*** RECORDS FOR THE TASK Section Begins ***

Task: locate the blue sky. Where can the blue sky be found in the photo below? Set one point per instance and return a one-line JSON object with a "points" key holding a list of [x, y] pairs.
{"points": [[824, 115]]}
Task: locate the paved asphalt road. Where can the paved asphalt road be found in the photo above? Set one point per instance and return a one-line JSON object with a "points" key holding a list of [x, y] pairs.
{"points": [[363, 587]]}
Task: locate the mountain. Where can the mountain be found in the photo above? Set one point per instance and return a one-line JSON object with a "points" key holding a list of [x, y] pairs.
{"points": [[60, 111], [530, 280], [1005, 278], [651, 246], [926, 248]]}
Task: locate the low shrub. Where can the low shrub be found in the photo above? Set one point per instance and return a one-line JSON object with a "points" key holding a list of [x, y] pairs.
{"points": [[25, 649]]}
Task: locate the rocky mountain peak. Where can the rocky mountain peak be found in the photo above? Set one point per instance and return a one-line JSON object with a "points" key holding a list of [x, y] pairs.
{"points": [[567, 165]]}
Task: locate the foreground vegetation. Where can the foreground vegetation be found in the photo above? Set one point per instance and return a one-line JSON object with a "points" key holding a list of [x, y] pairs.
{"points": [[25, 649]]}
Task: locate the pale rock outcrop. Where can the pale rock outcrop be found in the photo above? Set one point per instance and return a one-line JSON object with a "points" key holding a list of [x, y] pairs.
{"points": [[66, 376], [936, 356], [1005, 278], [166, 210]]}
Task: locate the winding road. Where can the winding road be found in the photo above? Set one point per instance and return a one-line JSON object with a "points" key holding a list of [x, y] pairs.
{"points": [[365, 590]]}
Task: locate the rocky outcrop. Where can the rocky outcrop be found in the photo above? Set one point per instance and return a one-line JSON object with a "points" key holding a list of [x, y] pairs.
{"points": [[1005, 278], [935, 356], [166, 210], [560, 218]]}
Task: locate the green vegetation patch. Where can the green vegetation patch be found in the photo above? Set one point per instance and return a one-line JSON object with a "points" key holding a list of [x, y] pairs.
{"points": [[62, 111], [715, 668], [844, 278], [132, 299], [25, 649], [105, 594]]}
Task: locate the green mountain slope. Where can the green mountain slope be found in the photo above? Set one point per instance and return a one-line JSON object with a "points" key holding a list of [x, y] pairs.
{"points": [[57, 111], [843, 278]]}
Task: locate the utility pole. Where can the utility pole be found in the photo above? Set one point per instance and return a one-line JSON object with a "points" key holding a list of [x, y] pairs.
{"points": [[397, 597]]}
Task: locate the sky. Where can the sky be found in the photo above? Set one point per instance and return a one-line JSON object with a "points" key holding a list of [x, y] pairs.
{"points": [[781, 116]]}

*** RECORDS FOR THE TASK Section Ends ***

**WHAT IS NEEDED**
The entries above need to be repeated in full, exactly as written.

**ANSWER TO THIS EXERCISE**
Task: locate the blue sky. Where can the blue sky be found in the photo below? Set one point per instance and return a one-line JSON object with a "points" key holding a list of [x, y] pairs.
{"points": [[824, 115]]}
Task: locate the paved asphalt road. Where can the paved asphalt road be found in the photo above? Set one point per instance and return a one-line JSON object with a "points" key holding a list of [x, y] pairs.
{"points": [[363, 587]]}
Task: locate the mountain. Where can the mountain be found in the photo above? Set one point per instance and return a one-line JSON object with a "points" key holding a list of [x, y] pairs.
{"points": [[60, 111], [530, 280], [1005, 278], [651, 246], [926, 248]]}
Task: locate the low shrub. Where can the low shrub be found in the photo above? Set one point per instance and return a one-line JSON object with a "points" key holding a list of [x, y] pairs.
{"points": [[25, 649]]}
Task: locate the rocky mountain peak. Where can the rocky mountain peak be found in the photo above? Set one point per instance and return a one-line JSON object with a "points" key holding a list of [x, y] pairs.
{"points": [[567, 165]]}
Task: locate the foreground vegetation. Where can the foreground vegetation be found in the photo above? Set one point per instance and return a one-line JSON object with a "points" key holding a list of [x, y] pairs.
{"points": [[25, 649]]}
Task: locate the pale rock outcrop. Where can the pale rock outcrop be found in the photo above? Set one point per instance and return a one-line JSON object with a "points" key holding a list of [x, y] pairs.
{"points": [[66, 376], [936, 356], [1005, 278], [166, 210]]}
Task: locate the winding road. Where can the winding road be found in the photo above? Set one point per instance and return a one-line JSON object with a "points" key holding a list of [x, y] pairs.
{"points": [[365, 590]]}
Task: locate the rocky outcrop. Where can the rocky outcrop be found in the photo above? Set one point per instance and return a one-line JSON object with a "points" key holding a list of [x, y] pairs.
{"points": [[1005, 278], [935, 356], [166, 210], [560, 218]]}
Task: locate the green vegetation patch. Where can the green vegetation patch be found in the photo above? Set one point per instance and return a one-line JSON object with a "points" key holding a list of [x, y] pairs.
{"points": [[62, 111], [715, 668], [844, 278], [132, 299], [25, 649], [105, 594]]}
Task: locate the green mountain slope. Where can the green mountain slope be found in the photo above? Set one point per instance and return a one-line JSON object with a "points" key holding a list of [x, y] pairs.
{"points": [[57, 111], [843, 278]]}
Task: locate the utility pole. Where can the utility pole be found in the photo above? Set one point per instance and return a one-line JSON object with a "points" key holding a list of [x, y] pairs.
{"points": [[397, 597]]}
Task: locate the sky. Where can the sky be found in the photo above? Set one point per instance and return a one-line JSON object with a "points" key holding a list of [x, y] pairs.
{"points": [[781, 116]]}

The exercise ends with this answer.